Requirement:
Transcribe the following part of the maple pecan recipe word for word, everything from "Makes 2 cups" down to "a hot toddy.".

Source extract:
◇ ◇ ◇ ◇
Makes 2 cups (500 mL)


    Here’s the perfect recipe for a fireside snack attack. It’s so easy and can be made ahead and stored in a tightly covered container in the fridge or freezer without losing crispness. Delicious served with a hot toddy.


    Crunchy munchies

    Switch out pecans for Brazil nuts or walnuts, or even mixed nuts. The trick is to use raw nuts, as opposed to roasted, as these would become too toasted. Try playing with different spices such as cinnamon or curry powder. These are delicious served on crostini that’s been spread with our Creamy Feta Dip.


    Maple Pecans


      • 2 cups (500 mL) raw pecan halves
      • 3 Tbsp (45 mL) maple syrup
      • 1 tsp (5 mL) finely ground fresh black pepper


      Per serving:

      • calories115
      • protein1 g
      • fat9 g
        • sat. fat1 g
      • total carbohydrates 7 g
        • sugars5 g
        • fibre1 g
      • sodium1 mg



      Preheat oven to 350 F (180 C). Line baking sheet with parchment paper.
◇ ◇ ◇ ◇
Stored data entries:
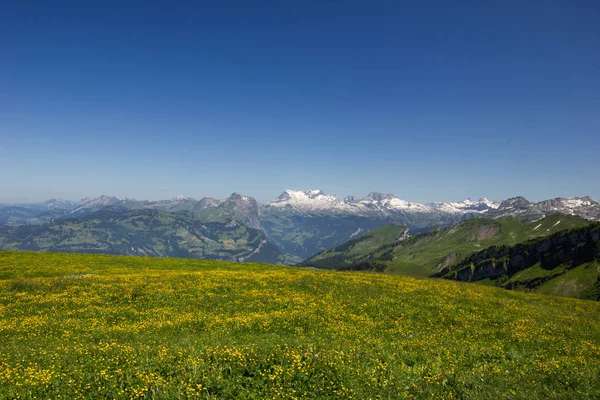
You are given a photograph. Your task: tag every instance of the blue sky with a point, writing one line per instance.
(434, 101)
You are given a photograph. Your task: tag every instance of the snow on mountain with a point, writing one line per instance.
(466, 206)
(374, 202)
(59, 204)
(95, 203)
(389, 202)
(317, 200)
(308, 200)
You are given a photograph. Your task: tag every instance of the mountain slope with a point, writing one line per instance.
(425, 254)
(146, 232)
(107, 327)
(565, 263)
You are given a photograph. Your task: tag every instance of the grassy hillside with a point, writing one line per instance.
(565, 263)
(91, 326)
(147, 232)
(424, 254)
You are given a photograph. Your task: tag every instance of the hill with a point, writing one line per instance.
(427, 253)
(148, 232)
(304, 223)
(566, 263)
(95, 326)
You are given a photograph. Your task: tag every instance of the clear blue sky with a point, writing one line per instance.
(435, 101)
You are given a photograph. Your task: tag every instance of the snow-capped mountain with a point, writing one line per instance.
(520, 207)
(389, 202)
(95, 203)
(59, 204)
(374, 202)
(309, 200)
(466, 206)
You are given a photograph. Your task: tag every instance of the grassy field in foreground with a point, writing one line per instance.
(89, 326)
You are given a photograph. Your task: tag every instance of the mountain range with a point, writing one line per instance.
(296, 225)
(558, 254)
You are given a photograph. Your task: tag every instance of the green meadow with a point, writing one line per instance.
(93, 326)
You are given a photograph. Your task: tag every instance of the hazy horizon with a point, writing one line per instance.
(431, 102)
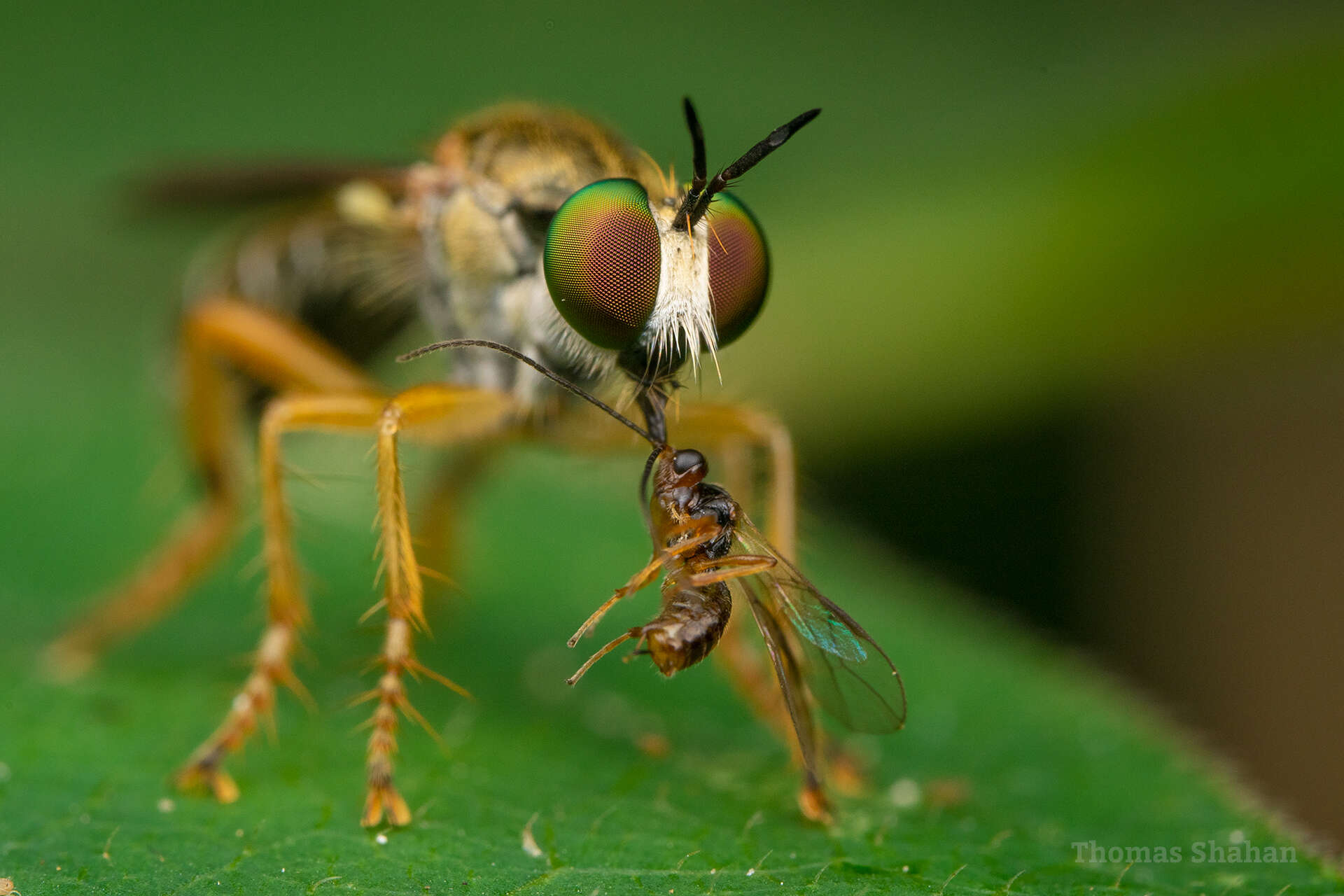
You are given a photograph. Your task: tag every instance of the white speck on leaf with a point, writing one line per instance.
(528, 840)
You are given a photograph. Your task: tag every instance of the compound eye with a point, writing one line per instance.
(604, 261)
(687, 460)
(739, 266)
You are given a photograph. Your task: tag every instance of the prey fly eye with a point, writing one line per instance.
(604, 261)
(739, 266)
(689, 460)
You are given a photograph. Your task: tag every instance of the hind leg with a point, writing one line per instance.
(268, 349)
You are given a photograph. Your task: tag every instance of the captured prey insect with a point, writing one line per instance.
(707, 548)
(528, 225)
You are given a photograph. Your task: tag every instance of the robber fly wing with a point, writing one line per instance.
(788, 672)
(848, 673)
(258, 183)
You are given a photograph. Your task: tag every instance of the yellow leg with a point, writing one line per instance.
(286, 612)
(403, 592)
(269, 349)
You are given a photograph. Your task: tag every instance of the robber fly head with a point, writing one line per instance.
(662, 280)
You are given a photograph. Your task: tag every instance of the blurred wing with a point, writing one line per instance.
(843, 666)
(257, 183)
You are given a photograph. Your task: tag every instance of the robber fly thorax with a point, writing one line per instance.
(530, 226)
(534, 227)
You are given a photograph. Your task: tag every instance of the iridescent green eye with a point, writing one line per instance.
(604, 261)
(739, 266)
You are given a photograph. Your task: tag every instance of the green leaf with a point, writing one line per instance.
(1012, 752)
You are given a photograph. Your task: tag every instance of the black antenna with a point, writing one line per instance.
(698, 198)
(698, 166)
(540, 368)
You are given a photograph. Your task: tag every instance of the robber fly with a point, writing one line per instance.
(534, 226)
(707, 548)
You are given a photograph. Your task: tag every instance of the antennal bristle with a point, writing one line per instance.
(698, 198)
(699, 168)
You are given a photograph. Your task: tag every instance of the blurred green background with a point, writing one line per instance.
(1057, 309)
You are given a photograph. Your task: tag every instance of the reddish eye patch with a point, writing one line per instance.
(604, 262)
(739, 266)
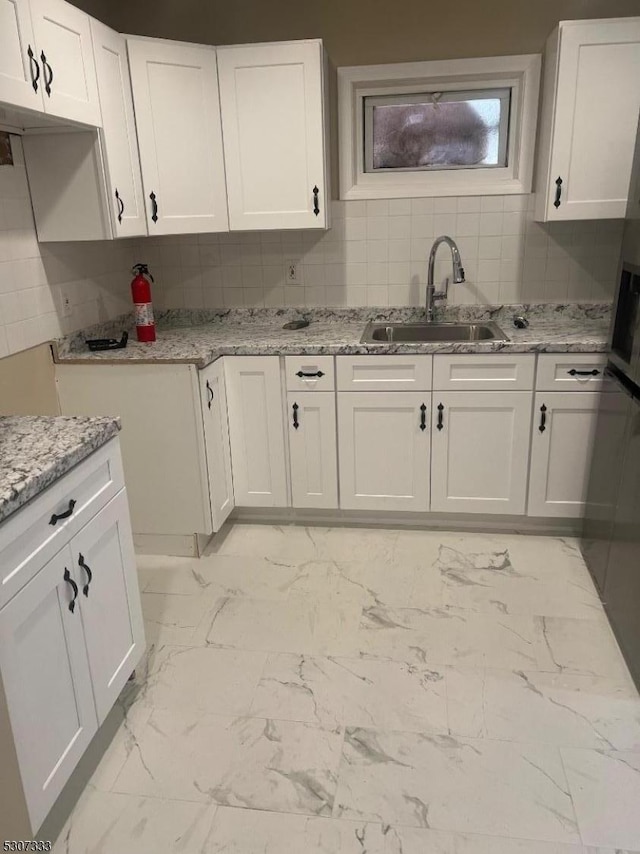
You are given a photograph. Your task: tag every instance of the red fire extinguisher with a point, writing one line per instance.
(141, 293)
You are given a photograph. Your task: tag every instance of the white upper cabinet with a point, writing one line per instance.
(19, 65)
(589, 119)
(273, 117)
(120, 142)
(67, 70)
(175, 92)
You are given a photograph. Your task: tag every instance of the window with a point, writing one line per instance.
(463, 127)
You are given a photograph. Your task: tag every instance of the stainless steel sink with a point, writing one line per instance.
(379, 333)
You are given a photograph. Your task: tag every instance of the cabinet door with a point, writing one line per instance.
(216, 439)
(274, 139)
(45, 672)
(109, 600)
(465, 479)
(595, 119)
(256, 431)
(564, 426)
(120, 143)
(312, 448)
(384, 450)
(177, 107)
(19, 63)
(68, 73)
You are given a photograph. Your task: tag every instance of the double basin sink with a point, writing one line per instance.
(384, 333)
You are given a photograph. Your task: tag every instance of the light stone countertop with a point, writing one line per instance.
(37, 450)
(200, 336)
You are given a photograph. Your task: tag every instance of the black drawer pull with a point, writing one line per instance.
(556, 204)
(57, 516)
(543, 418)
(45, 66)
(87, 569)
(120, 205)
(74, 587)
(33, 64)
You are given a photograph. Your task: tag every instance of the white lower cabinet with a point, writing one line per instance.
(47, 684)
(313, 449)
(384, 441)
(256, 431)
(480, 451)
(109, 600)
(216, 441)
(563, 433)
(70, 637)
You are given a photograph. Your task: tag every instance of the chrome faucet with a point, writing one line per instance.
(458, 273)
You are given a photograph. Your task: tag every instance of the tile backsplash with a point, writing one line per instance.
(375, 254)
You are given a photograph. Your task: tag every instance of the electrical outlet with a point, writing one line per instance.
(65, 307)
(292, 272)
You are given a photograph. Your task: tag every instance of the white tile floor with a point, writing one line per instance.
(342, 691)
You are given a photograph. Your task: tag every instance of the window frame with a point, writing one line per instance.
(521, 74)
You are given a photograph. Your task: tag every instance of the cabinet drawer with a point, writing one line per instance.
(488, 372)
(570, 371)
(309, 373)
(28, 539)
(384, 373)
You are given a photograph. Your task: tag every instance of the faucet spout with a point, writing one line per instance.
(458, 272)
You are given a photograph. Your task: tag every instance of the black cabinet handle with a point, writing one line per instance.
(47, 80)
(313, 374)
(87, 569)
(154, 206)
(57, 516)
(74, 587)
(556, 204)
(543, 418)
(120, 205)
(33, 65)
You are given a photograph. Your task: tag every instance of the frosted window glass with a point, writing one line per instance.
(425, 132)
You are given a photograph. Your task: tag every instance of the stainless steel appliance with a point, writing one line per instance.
◇ ◇ ◇ ◇
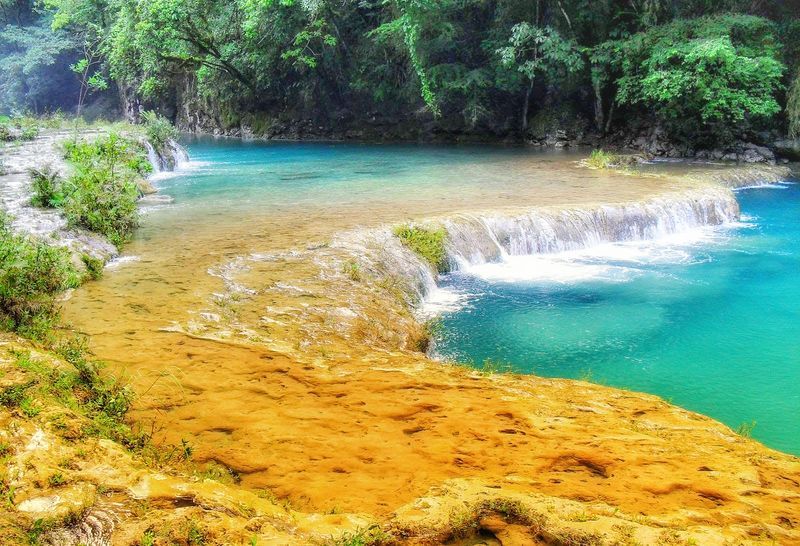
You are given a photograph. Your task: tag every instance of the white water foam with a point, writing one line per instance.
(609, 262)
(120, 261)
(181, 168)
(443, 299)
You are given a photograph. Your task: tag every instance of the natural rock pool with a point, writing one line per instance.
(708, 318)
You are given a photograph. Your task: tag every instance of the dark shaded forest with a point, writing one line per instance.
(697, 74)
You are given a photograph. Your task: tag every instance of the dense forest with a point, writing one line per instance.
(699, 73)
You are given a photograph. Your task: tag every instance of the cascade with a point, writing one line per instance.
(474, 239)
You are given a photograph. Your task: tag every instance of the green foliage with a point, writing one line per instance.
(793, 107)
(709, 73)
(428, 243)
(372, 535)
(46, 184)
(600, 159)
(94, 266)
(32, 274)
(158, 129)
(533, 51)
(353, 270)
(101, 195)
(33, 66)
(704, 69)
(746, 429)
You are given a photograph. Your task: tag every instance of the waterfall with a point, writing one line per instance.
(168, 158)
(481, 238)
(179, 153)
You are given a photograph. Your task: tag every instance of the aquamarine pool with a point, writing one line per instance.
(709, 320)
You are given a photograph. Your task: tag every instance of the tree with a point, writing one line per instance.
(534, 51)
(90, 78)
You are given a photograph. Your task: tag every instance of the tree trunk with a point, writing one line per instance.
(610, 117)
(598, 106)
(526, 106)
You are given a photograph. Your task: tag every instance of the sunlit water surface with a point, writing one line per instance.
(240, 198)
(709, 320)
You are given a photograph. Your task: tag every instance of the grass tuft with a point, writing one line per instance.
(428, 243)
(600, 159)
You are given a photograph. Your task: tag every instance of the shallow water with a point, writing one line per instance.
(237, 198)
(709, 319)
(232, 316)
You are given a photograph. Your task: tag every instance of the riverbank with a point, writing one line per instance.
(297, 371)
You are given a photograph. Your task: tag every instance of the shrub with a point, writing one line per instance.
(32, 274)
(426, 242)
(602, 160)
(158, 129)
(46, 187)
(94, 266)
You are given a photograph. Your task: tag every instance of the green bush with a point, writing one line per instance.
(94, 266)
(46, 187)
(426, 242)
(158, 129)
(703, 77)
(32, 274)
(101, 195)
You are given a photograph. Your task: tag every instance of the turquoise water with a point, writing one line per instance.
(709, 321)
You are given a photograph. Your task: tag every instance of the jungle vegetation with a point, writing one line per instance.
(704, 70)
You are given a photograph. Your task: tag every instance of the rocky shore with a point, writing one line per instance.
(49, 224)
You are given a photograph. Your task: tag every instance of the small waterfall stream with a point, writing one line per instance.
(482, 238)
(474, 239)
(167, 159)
◇ ◇ ◇ ◇
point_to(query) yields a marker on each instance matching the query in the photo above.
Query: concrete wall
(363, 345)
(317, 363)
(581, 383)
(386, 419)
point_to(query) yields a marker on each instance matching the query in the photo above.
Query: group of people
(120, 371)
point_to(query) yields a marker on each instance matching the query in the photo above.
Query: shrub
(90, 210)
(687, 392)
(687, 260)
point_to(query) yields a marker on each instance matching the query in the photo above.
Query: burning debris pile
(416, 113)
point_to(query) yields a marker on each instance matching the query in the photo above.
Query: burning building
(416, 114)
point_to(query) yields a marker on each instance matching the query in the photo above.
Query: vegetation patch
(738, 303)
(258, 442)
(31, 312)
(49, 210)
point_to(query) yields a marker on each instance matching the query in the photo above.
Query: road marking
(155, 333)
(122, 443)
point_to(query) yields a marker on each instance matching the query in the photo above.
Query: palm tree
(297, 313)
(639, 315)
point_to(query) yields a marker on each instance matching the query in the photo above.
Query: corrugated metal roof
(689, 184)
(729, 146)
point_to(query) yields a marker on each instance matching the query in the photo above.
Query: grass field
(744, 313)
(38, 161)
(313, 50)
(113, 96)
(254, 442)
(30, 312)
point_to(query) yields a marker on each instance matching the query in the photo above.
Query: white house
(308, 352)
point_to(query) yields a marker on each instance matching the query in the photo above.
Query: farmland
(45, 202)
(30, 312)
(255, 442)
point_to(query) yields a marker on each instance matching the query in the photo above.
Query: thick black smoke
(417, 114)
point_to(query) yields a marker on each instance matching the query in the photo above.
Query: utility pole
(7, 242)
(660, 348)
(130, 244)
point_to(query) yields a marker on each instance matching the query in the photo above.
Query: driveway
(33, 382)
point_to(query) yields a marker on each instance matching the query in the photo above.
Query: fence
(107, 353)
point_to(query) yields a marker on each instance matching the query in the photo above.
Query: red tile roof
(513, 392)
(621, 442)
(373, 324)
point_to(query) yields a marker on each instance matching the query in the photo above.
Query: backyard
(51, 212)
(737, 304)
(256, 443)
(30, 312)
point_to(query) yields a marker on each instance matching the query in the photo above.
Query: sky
◇ ◇ ◇ ◇
Problem solution:
Makes 2 cups (500 mL)


    Here’s the perfect recipe for a fireside snack attack. It’s so easy and can be made ahead and stored in a tightly covered container in the fridge or freezer without losing crispness. Delicious served with a hot toddy.